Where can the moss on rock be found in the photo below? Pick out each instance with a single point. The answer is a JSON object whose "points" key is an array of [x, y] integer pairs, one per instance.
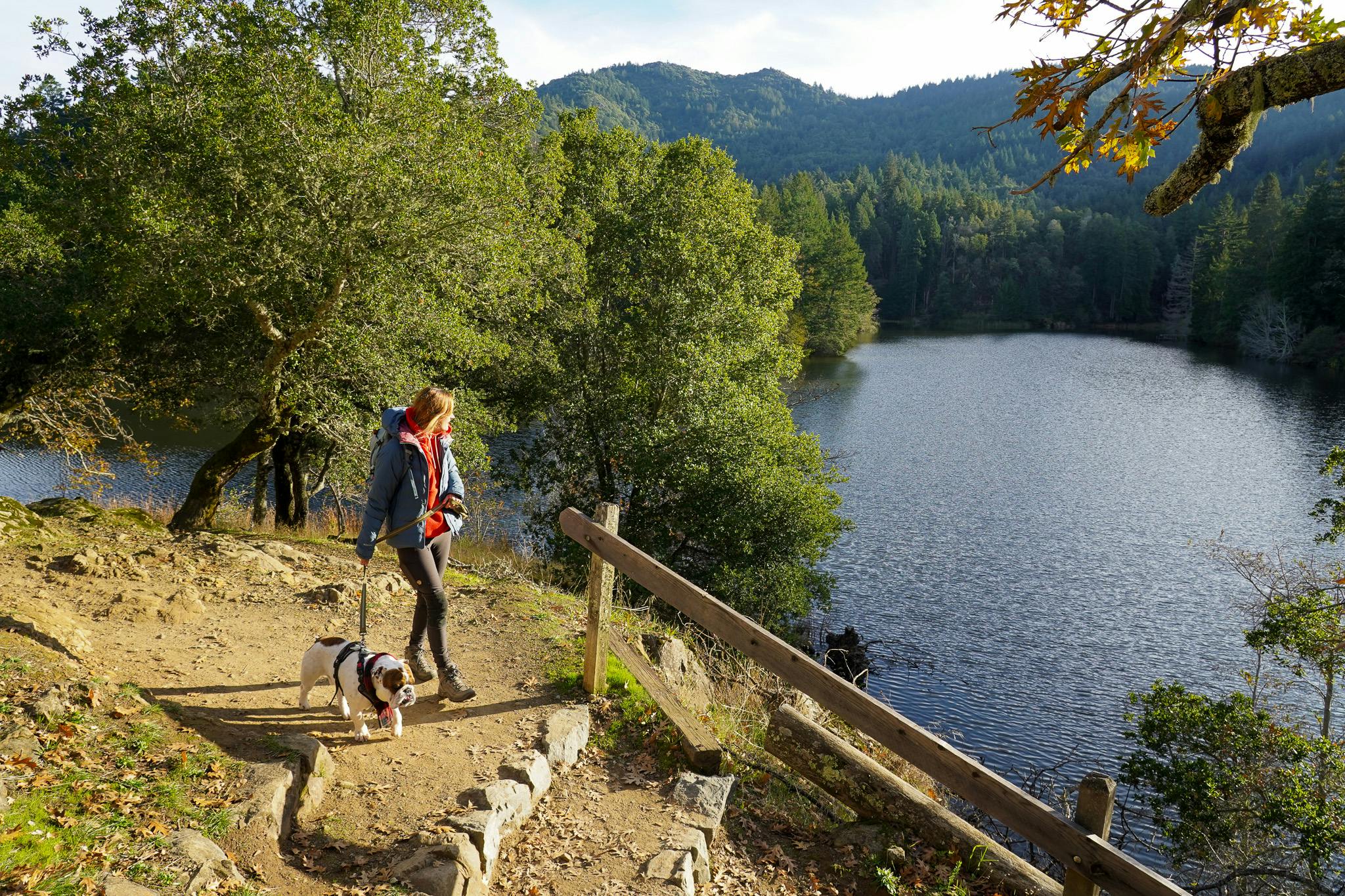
{"points": [[77, 509], [16, 519], [137, 517]]}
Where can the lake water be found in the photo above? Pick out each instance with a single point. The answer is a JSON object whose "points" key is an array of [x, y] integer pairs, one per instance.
{"points": [[1024, 509]]}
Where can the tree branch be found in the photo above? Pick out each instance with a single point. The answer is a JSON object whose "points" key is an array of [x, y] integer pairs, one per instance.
{"points": [[1229, 113]]}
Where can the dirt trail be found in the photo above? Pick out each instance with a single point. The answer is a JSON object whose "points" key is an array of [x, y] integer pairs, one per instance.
{"points": [[215, 633], [214, 626]]}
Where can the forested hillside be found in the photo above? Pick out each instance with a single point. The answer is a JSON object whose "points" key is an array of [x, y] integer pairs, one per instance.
{"points": [[929, 200], [776, 125]]}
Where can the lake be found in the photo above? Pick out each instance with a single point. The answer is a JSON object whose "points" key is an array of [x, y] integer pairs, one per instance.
{"points": [[1025, 507]]}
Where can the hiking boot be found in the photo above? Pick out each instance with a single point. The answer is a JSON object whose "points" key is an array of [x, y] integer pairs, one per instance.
{"points": [[420, 666], [452, 685]]}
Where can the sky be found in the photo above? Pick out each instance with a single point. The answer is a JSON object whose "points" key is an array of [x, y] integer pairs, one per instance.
{"points": [[857, 47]]}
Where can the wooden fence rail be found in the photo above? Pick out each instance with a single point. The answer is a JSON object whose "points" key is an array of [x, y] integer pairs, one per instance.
{"points": [[1075, 847]]}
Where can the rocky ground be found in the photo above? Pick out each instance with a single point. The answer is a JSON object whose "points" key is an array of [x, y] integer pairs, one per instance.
{"points": [[144, 662]]}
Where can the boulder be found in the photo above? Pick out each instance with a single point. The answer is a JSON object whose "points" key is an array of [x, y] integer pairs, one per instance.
{"points": [[136, 517], [195, 847], [182, 606], [674, 867], [692, 840], [483, 829], [51, 704], [530, 769], [121, 887], [335, 593], [510, 800], [286, 553], [317, 771], [267, 807], [16, 521], [870, 840], [564, 735], [681, 670], [450, 867], [50, 626], [77, 509], [705, 800], [807, 707], [254, 559], [133, 605], [20, 742], [208, 863]]}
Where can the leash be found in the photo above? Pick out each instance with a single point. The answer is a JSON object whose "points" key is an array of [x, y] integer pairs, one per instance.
{"points": [[363, 602], [363, 585]]}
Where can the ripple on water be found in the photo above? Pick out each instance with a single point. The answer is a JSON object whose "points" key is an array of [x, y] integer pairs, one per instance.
{"points": [[1024, 511]]}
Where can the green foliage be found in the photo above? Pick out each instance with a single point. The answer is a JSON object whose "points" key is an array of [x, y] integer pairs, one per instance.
{"points": [[1332, 508], [835, 305], [295, 196], [1228, 785], [662, 389], [775, 125]]}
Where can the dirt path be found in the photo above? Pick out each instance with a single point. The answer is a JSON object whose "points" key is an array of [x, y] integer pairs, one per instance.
{"points": [[214, 628], [215, 633]]}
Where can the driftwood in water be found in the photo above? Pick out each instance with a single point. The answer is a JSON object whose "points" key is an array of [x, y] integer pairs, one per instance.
{"points": [[877, 794]]}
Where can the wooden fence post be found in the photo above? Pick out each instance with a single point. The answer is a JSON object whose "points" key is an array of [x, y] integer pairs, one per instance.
{"points": [[1097, 797], [602, 576]]}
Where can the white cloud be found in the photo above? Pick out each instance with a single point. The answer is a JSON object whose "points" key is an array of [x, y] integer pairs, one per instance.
{"points": [[858, 47]]}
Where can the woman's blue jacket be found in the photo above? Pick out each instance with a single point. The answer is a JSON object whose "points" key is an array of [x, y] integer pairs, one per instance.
{"points": [[401, 479]]}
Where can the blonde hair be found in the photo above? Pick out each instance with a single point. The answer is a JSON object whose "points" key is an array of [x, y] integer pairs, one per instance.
{"points": [[432, 408]]}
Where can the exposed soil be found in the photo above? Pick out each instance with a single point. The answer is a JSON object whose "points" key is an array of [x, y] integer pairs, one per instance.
{"points": [[214, 628]]}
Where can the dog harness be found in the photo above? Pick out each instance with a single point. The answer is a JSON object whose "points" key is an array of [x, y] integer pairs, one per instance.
{"points": [[363, 679]]}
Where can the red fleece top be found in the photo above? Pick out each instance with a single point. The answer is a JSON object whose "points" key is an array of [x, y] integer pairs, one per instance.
{"points": [[430, 448]]}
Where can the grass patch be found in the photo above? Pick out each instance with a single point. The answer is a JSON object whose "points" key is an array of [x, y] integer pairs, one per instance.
{"points": [[114, 777]]}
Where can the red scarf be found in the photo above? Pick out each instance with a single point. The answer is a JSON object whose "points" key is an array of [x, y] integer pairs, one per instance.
{"points": [[436, 524]]}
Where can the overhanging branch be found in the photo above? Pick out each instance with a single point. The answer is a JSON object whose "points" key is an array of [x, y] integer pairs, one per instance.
{"points": [[1229, 113]]}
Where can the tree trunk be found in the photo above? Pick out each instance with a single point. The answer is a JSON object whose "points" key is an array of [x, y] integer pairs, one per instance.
{"points": [[298, 482], [208, 486], [877, 794], [18, 382], [260, 488], [284, 488]]}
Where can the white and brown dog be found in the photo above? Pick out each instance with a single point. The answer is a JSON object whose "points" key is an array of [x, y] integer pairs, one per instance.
{"points": [[366, 683]]}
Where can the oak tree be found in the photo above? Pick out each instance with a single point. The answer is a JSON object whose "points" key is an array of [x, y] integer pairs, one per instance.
{"points": [[1234, 60]]}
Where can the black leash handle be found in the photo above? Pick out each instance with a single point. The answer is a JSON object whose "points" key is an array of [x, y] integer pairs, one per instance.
{"points": [[363, 601]]}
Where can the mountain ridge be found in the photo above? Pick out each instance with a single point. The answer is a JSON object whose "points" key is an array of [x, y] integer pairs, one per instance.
{"points": [[775, 124]]}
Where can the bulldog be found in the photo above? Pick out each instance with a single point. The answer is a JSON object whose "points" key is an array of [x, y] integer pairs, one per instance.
{"points": [[366, 683]]}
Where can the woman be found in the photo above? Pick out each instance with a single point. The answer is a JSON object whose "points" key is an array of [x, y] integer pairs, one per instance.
{"points": [[414, 472]]}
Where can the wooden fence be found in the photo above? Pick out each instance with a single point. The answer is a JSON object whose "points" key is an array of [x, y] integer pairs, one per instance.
{"points": [[1090, 860]]}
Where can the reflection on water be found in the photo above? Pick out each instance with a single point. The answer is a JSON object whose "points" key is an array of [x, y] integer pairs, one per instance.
{"points": [[1024, 511]]}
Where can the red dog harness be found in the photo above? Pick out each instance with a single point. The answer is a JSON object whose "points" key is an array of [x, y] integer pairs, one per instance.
{"points": [[365, 679]]}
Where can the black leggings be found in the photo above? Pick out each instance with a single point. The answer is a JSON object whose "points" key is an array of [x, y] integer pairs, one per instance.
○ ○ ○ ○ ○
#### EXERCISE REQUIREMENTS
Write out all the entries again, word for word, and print no images.

#### RESULT
Where can the moss on rock be found in the photo below? Pick out each instance with a single point. The answer is a JSON object whose "points" key is an array of [x, y] integer pairs, one per instance.
{"points": [[77, 509], [16, 519], [137, 517]]}
Where can the lake water be found in the photo above? Pick out each instance with a single point. The answer is a JSON object whose "points" key is an array of [x, y] integer pairs, one per instance.
{"points": [[1024, 509]]}
Where can the tree branch be found in the photo above? Pick out each instance with a single point. The answer is a JSON object whose "points" key is an array of [x, y] integer pairs, one per instance.
{"points": [[1229, 113]]}
Where can the dirt trail be found in the photo above? Pick out each instance with a single point. The answer is a JSON object whose "points" key is an array of [x, y] integer pairs, one per instance.
{"points": [[215, 633], [214, 626]]}
Where can the forested hillside be found in the photo above? Pick out each instance with a single point. The answer is a JSON object whose "points" key is an array of [x, y] integer pairs, one per instance.
{"points": [[929, 200], [776, 125]]}
Where can the lake be found in the photo above? Pick out each instance with a single point. The answer is a JSON object whose "points" key is an array of [x, y] integer pairs, one per instance.
{"points": [[1025, 507]]}
Where can the hiking boot be found in the photo above? Pick out each instance with a single point. The answer is a JSON object whose "points" key is an array of [x, y] integer pairs, one per instance.
{"points": [[420, 666], [452, 685]]}
Where can the sky be found in the photo above? Pick out each instance with a single point. The answer is a JSON object whose "points" key is an array of [x, y] integer pairs, one per instance.
{"points": [[857, 47]]}
Where can the wooden fence rail be found in the photo above? Pick out each instance with a single point. The answer is a JSON object whose "points" key is an array of [x, y] integer pairs, one per instance.
{"points": [[1075, 847]]}
Where can the rocky ground be found in the photo above? Pick out each instance with a single point. The answer is a JSON object whose "points" key is an array of [x, y] integer pairs, one per instance.
{"points": [[144, 662]]}
Where can the boulder be found in the photo above? Pick out each instance with a single point. The answer is a JSON object whose "points" key is an array of [x, y] integer pairs, one per instance.
{"points": [[136, 517], [195, 847], [182, 606], [674, 867], [692, 840], [483, 829], [51, 704], [530, 769], [121, 887], [335, 593], [510, 800], [286, 553], [317, 771], [267, 807], [16, 521], [870, 840], [564, 735], [681, 670], [450, 867], [50, 626], [77, 509], [705, 800], [807, 707], [254, 559], [133, 605], [20, 742], [208, 863]]}
Where can the leash be found in the photo above? Pick out each instance with a single point. The answer is a JSON object whose "points" key is an array of [x, y] integer pairs, one per instance.
{"points": [[363, 602], [363, 585]]}
Where can the ripple on water be found in the photo above? Pick out each instance with a single point. The answer is a JSON object whose "points" key is an array of [x, y] integer pairs, one per instance.
{"points": [[1024, 511]]}
Where can the green foliage be found in the photo above? Pick out each instance with a single point. The answer is a JSON object whose "points" key is an array of [x, y] integer pairs, one per instance.
{"points": [[1332, 508], [835, 305], [295, 196], [1228, 785], [662, 389], [775, 125]]}
Where can the dirt path be found in the photo above? Pick out each instance with a single point. The answer is a JSON object whose "points" key is an array of [x, y] integer pairs, one per instance.
{"points": [[214, 628], [215, 633]]}
Where can the driftwood in water be found in the photo above? Pick out each instance with a single point. The answer is a JSON object whose "points" key is an array of [x, y] integer pairs, one per instance.
{"points": [[877, 794]]}
Where can the wooden fence post be found in the photo above? Pick out each instance with a single point. The answer is a JSON object whose "points" key is an array of [x, y] integer pairs, one per instance.
{"points": [[1097, 797], [602, 576]]}
Where can the white cloud be found in the photo above? Pick out each instance with a single point. The answer is a JSON object whose "points" key is an array of [x, y] integer pairs, one per instance.
{"points": [[858, 47]]}
Where can the woman's blue jacket be found in the photo above? Pick out each instance with a single point. The answer is a JSON object whose "points" key is an array of [x, y] integer pairs, one per instance.
{"points": [[401, 479]]}
Where can the blonde hair be found in the photo above? Pick out each instance with a single point. The answer is a JSON object whose "points" key is an array of [x, y] integer pairs, one per instance.
{"points": [[432, 408]]}
Where can the exposed soil be found in the photo above? Pick out each instance with a single point. The answer is a JSON object whose "points" key is an array of [x, y] integer pairs, one per instance.
{"points": [[214, 628]]}
Where can the dog harness be found in the photo above? Pick out each instance with a single point. The answer is a JSON object whose "points" key is an array of [x, y] integer pairs, one per instance.
{"points": [[363, 679]]}
Where can the red fleece top be found in the photo above? Pick out each instance with a single point. The answer is a JSON object whose "points" key is an array of [x, y] integer pairs, one per instance.
{"points": [[430, 448]]}
Where can the grass patch be found in the photo above? Pick out each instance with a single point. The answer is a JSON object whose "points" key is an array of [x, y] integer pairs, one per instance.
{"points": [[114, 777]]}
Where can the red scarf be found in the photo above? Pick out each instance with a single point. The answer is a JSON object whose "points" key is an array of [x, y] integer pairs, one per instance.
{"points": [[436, 524]]}
Where can the overhanging branch be found in the photo above? Pick out each instance with a single point. The answer is a JSON object whose "points" key is an array of [x, y] integer pairs, one per instance.
{"points": [[1229, 113]]}
Where can the tree trunk be found in the photo above? Pick out each instance with a single point. The answer is a JSON object whose "points" key is an array of [x, y] integer pairs, one per instance.
{"points": [[298, 482], [208, 486], [877, 794], [18, 382], [260, 488], [284, 488]]}
Where can the white and brown dog be found in the photo above? Pick out each instance with a single point. The answer is a JSON object whose "points" key is an array of [x, y] integer pairs, one per instance.
{"points": [[366, 683]]}
Where can the oak tree be found in the photo above? Pick out each instance with a single point. The answer is a JSON object whose "points" key is an array of [x, y] integer pairs, one per instance.
{"points": [[1234, 60]]}
Where can the black leash handle be found in the photo above? Pick out each instance with a single point. The answer is a JSON object whose "points" key is an array of [x, y] integer pairs, one per instance.
{"points": [[363, 601]]}
Where can the mountain ridge be found in the photo above? Pick out each instance with a single point. The answer is a JSON object whose "points" key is an array of [x, y] integer pairs, one per instance.
{"points": [[775, 124]]}
Where can the bulldog be found in the photo above? Pick out each instance with a single point. The answer is a JSON object whose "points" key is an array of [x, y] integer pairs, one per instance.
{"points": [[366, 683]]}
Where can the woman be found in the photo above? Pick out each instance with a single point. The answer is a JSON object whose "points" key is an array of [x, y] integer pairs, one per instance.
{"points": [[414, 472]]}
Where can the wooden fence be found in the photo above? Pick out each instance with a single point. The answer is a JSON object whose "points" key is an array of [x, y] integer pairs, one per instance.
{"points": [[1090, 860]]}
Where can the reflection on water be found in the photo above? Pick out each instance with a single point. The answer is a JSON object whose "points" key is an array of [x, y] integer pairs, one per instance.
{"points": [[1024, 511]]}
Where can the red dog harness be found in the photo above? Pick out each instance with a single point. The answer is a JSON object whose "points" key is an array of [x, y] integer pairs, one per instance.
{"points": [[365, 679]]}
Where can the black leggings be found in the photo above? Pick out each instance with a single point. The answer is a JSON object whose "points" key is an array of [x, y] integer pairs, one per instance.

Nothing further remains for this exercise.